__Task brief__: Continue the imagined voluntaryist interview below, picking up right after its last sentence.
##### Reading passage #####
Remember the premise, to wit: This would be a good architecture for an interview with a very objective voluntaryist. So I have put myself into the personification of a scholarly, principled, individualist voluntaryist to imagine how honest answers to these questions might look.

On we go:

19. What do you consider your greatest achievement?
In the time period immediately following the 9/11/2001 attack on the World Trade Center in New York City, I began my conversion to formal non-statist principles and philosophy. I knew I had been sorely disappointed in the choices presented to Americans on national election days, I knew our country was in the direst of straits, and I was discouraged with the shallowness of public discourse. I was thrashing around for a new concept, but I became gradually aware of a strong streak of individualism that ran in my veins. I knew that we could not return to the lack of direction of the prior administration, but I was disgusted with the dogged determination to go in the wrong direction by the then current administration. I read both The Fountainhead and Atlas Shrugged, by Ayn Rand, before the end of the year. Then I became aware of Sheldon Richman, Robert Higgs, Frédéric Bastiat, Harry Browne, and Ron Paul. By the time we had begun raining shock and awe on Iraq, I was a full-fledged anarcho-capitalist. My development continued until 2013, when I began writing for EVC, wherein I learned the higher reaches of my path, Voluntaryism.

20. If you were to die and come back as a person or a thing, what would it be?
I am not sure that I could continue to live in the confusion that plagues humanity about how to be free. I would need to simplify. At this writing, the life that appeals to me is that of the migratory water fowl. I would hope to keep, on an elemental level, a memory of how treacherous and deadly are homo sapiens.

21. Where would you most like to live?
I would move to New Zealand immediately, if the ones who are there had not clamped down on newcomers. This is the conundrum. Places that are free need to resort to statist coercion to remain small enough to be free, thus being less free.
##### Data section #####
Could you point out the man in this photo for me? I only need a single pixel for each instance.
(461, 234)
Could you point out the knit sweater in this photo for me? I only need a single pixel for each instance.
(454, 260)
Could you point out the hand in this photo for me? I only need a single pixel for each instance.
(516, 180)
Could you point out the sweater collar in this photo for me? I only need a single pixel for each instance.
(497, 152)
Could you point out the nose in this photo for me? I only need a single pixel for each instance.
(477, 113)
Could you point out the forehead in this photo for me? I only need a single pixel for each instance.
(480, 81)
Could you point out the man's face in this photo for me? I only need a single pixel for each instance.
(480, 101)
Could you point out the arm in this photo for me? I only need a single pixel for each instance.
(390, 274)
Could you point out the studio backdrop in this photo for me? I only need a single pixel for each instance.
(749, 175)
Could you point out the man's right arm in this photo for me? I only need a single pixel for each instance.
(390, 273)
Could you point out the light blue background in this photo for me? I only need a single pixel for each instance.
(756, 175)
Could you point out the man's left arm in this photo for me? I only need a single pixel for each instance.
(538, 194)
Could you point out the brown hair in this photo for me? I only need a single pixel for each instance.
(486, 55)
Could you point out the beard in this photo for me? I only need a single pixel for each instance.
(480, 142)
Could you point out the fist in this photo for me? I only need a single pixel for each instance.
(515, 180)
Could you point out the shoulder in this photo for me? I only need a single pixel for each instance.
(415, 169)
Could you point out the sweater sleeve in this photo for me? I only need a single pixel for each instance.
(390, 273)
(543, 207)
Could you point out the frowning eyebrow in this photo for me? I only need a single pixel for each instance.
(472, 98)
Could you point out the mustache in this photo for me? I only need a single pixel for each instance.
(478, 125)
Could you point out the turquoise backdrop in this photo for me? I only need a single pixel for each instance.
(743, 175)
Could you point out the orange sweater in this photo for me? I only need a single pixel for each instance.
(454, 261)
#####
##### Data section #####
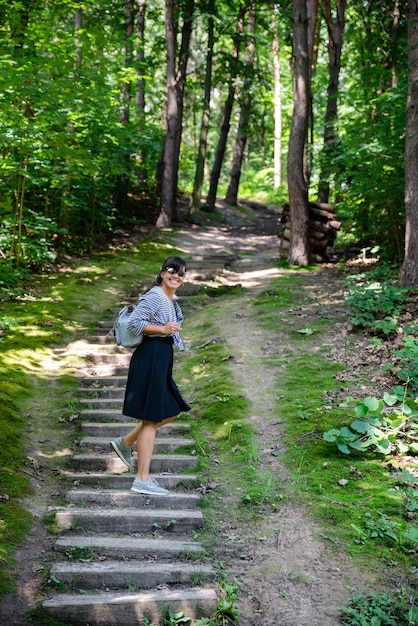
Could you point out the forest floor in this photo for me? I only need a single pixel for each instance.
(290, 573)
#####
##### Data section #####
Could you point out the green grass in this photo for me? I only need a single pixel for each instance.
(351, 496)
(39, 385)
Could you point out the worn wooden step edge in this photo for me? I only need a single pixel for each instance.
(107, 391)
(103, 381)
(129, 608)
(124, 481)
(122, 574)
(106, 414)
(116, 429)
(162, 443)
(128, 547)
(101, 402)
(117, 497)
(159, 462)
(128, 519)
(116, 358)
#####
__Output below__:
I would also like to live in Ireland in the day of the Tuatha. But my lack of access to a time machine is problematic here. Ireland poses a hard truth -- any place that has already reached a zenith is currently on another reach of its trajectory.

Perhaps it is best to grow where one is planted, to attain freedom in the spirit, wherever you are.

22. What is your most treasured possession?
Myself. My individuality. My space and time in the Universe.

23. What do you regard as the lowest depth of misery?
War is the most devastating Horseman of the Apocalypse.

24. What is your favorite occupation?
If one is lucky, one cannot tell the difference between one's vocation and one's avocation. Therefore, the best occupation is living your unique life. You can share this unique experience with any 1-to-1 relationship you devise. Don't be a leader, and don't be a follower. If your story influences others, so it may. But don't recruit. Don't intervene.

25. What is your most marked characteristic?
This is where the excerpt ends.